È vero, verissimo, che quasi tutte le elezioni del presidente della Repubblica hanno riservato anche ai tempi della prima repubblica passaggi complessi e “giochi proibiti”. Ma la presenza di partiti reali, che garantivano sempre una maggioranza, alla fine vinceva il vuoto che invece emerge da questa elezione della cosiddetta “seconda repubblica”.
Dopo il fallimento della prima votazione mattutina, in attesa della seconda votazione, dove si ribadivano astensioni e schede bianche, cominciavano ad arrivare una serie di notizie incontrollate che agenzie stampa e televisioni passavano con verifiche approssimative: “Draghi ha incontrato Salvini in uno stabile di via Veneto”; poi c’erano in corso gli ennesimi e del tutto influenti vertici di centrodestra e di centrosinistra: quindi è arrivata la notizia di un vertice a tre fra Conte, Salvini e Letta.
Mentre si attendeva il risultato di una votazione del tutto inutile, maturavano “costruzioni politiche” incredibili. Tramontava la candidatura di Pierferdinando Casini, ritornavano a galla le soluzioni di Mario Draghi, ma anche quella di Sergio Mattarella (per una riconferma) e si volatizzavano tutte le candidature emerse negli ultimi due giorni. Insomma, si cominciava da capo con tutti i problemi connessi non solo per il Quirinale ma anche per palazzo Chigi.
Le sorprese però non finivano lì, perché alle 8 di sera Matteo Salvini rilanciava una candidatura femminile proposta dal centrosinistra, forse quella (anche senza pronunciarne il nome) di Elisabetta Belloni, attuale capo dei servizi segreti.
Forse quasi tutti gli osservatori e gli appassionati perdevano la “trebisonda”, ma quello che appariva più chiaro di tutto è che il Parlamento, l’attuale sistema politico, le istituzioni della Repubblica rappresentativa (si fa sempre per dire), apparivano come una “bolla” di cui gli italiani normali, quelli che devono fare i conti con la vita di tutti i giorni, non capivano più nulla e forse aumentavano in numero a ritornare all’indifferenza e al disinteresse che ha caratterizzato per tante volte la storia italiana, mentre in altre occasioni ha avuto momenti di alta partecipazione e di grande interesse sociale e politico.

ESTRATTO DEL DATASET
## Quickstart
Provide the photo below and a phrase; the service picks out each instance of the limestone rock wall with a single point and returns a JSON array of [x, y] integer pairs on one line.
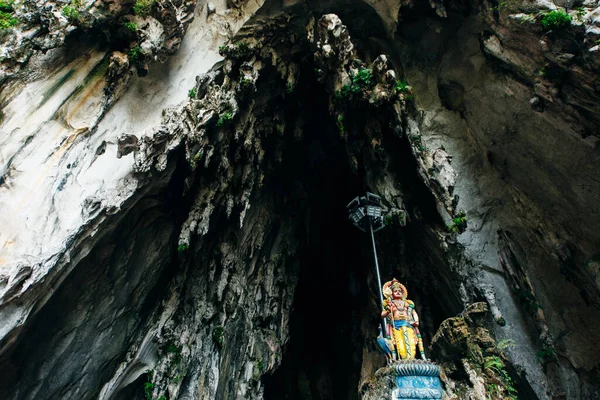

COMPITO ASSEGNATO A
Secondo il testo, chi ricopre attualmente il ruolo di capo dei servizi segreti?
COMPITO ASSEGNATO B
Copia dal testo il passo compreso tra "Forse quasi tutti" e "sociale e politico.", estremi inclusi.
COMPITO ASSEGNATO C
Indica se ciascuna affermazione concorda con il testo, rispondendo sì o no e citando le parole decisive del testo: (i) la prima votazione mattutina è fallita; (ii) alle 8 di sera Matteo Salvini rilanciava una candidatura femminile proposta dal centrodestra; (iii) la candidatura di Pierferdinando Casini si rafforzava.

SOLUZIONE SVOLTA A
Elisabetta Belloni.

SOLUZIONE SVOLTA B
Forse quasi tutti gli osservatori e gli appassionati perdevano la “trebisonda”, ma quello che appariva più chiaro di tutto è che il Parlamento, l’attuale sistema politico, le istituzioni della Repubblica rappresentativa (si fa sempre per dire), apparivano come una “bolla” di cui gli italiani normali, quelli che devono fare i conti con la vita di tutti i giorni, non capivano più nulla e forse aumentavano in numero a ritornare all’indifferenza e al disinteresse che ha caratterizzato per tante volte la storia italiana, mentre in altre occasioni ha avuto momenti di alta partecipazione e di grande interesse sociale e politico.

SOLUZIONE SVOLTA C
(i) Sì: "Dopo il fallimento della prima votazione mattutina".
(ii) No: "Matteo Salvini rilanciava una candidatura femminile proposta dal centrosinistra".
(iii) No: "Tramontava la candidatura di Pierferdinando Casini".